STATED EXERCISE A: Duplicate the records verbatim, everything from the start of the records down to and including the line that contains "pixel 469 1022".

PAGE:

++++++++++++++++++++

Yes, the customer has confirmed that with DPDK enabled workloads they faced the issues, but the customer will try to reproduce it with non-dpdk environment.

However, for the customer dpdk is important for their workload.

Let me know if you you both need anything else?

— Additional comment from Madhur Gupta on 2024-10-17 17:03:31 UTC —

Hello Karthik and Benjamin,

Here is the response from the customer contact:

"
Hey Guys,

I just had a look on it and indeed we only see the issue on the computes that have also dpdk.

We have similar computes which don't have dpdk but still the same vf setup, they are not affected by the issue.

1 caveat to make and it's also mentioned in the case already and I think even one of the engineers metioned it again is.

That the interfaces that are used for ovs-dpdk are not the same interfaces as the ones used for the vf's and infra vlans.

They come from completely different network cards.

Yet for some reason the fact of having dpdk in the host appears to make some difference."

++++++++++++++++++++

Position identification records
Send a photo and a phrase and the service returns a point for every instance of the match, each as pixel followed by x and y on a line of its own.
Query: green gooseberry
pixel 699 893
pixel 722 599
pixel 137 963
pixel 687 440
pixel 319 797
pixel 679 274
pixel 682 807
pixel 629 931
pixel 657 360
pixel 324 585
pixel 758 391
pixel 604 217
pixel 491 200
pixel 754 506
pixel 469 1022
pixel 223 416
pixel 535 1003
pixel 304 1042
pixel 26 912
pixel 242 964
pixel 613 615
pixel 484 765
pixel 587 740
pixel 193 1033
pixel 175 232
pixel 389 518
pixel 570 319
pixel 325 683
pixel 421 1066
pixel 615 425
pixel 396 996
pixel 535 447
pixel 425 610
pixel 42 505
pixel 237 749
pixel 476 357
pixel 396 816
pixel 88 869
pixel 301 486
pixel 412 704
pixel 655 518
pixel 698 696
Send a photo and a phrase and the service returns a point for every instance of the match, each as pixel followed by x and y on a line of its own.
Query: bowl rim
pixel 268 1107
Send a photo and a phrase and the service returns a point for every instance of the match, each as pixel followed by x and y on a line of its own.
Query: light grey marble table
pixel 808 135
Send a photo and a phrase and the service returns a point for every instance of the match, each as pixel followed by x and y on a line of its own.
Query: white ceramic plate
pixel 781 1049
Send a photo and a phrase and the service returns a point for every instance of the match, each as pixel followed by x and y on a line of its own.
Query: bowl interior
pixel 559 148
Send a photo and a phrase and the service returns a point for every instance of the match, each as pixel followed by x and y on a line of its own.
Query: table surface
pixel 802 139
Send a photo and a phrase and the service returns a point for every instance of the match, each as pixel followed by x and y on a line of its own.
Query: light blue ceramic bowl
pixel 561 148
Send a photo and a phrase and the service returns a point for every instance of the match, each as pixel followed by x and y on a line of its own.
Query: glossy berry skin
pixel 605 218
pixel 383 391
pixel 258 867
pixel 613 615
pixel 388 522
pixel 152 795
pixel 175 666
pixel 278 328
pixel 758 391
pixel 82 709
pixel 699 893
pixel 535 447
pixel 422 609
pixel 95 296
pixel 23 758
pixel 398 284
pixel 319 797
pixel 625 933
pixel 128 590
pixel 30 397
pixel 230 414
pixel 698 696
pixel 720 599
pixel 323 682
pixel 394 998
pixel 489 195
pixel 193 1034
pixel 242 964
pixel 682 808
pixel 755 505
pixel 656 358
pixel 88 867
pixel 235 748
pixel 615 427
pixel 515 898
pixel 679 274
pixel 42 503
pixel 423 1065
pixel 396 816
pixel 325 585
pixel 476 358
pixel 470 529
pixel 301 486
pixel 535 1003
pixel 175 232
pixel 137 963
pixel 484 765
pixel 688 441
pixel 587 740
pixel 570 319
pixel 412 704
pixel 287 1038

++++++++++++++++++++

STATED EXERCISE B: Set down the entire comment thread on the DPDK issue verbatim.

CORRECT RESULT A:
Send a photo and a phrase and the service returns a point for every instance of the match, each as pixel followed by x and y on a line of its own.
Query: green gooseberry
pixel 699 893
pixel 722 599
pixel 137 963
pixel 687 440
pixel 319 797
pixel 679 274
pixel 682 807
pixel 629 931
pixel 657 360
pixel 324 585
pixel 758 391
pixel 604 217
pixel 491 200
pixel 754 506
pixel 469 1022

CORRECT RESULT B:
Yes, the customer has confirmed that with DPDK enabled workloads they faced the issues, but the customer will try to reproduce it with non-dpdk environment.

However, for the customer dpdk is important for their workload.

Let me know if you you both need anything else?

— Additional comment from Madhur Gupta on 2024-10-17 17:03:31 UTC —

Hello Karthik and Benjamin,

Here is the response from the customer contact:

"
Hey Guys,

I just had a look on it and indeed we only see the issue on the computes that have also dpdk.

We have similar computes which don't have dpdk but still the same vf setup, they are not affected by the issue.

1 caveat to make and it's also mentioned in the case already and I think even one of the engineers metioned it again is.

That the interfaces that are used for ovs-dpdk are not the same interfaces as the ones used for the vf's and infra vlans.

They come from completely different network cards.

Yet for some reason the fact of having dpdk in the host appears to make some difference."